• [TO DO]:
Report each line in the data below that contains the string "refrigerator". The match is case-sensitive.

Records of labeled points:

·····

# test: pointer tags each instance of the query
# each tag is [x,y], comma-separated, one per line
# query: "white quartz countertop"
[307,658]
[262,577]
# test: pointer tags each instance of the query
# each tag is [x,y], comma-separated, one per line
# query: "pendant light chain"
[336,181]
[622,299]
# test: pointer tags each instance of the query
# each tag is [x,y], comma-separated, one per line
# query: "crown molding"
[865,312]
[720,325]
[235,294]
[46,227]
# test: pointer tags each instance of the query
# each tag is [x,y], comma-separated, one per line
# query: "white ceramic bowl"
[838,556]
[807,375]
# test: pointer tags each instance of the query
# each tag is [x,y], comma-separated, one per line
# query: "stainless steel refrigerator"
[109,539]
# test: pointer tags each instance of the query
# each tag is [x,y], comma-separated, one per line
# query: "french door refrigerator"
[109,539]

·····

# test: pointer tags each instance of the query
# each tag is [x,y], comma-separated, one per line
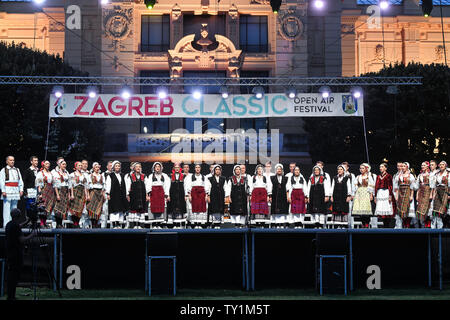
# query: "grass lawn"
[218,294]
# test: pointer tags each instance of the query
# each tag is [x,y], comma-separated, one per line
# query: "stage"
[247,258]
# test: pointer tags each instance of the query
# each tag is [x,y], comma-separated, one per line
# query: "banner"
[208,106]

·····

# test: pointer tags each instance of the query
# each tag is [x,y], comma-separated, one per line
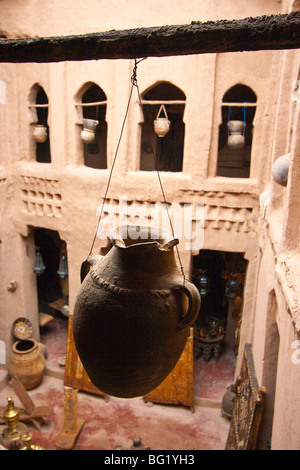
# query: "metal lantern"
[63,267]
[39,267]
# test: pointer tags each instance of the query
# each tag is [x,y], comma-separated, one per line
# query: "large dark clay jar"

·····

• [WRITTEN ANSWER]:
# query: "stainless steel refrigerator"
# query: "french door refrigerator"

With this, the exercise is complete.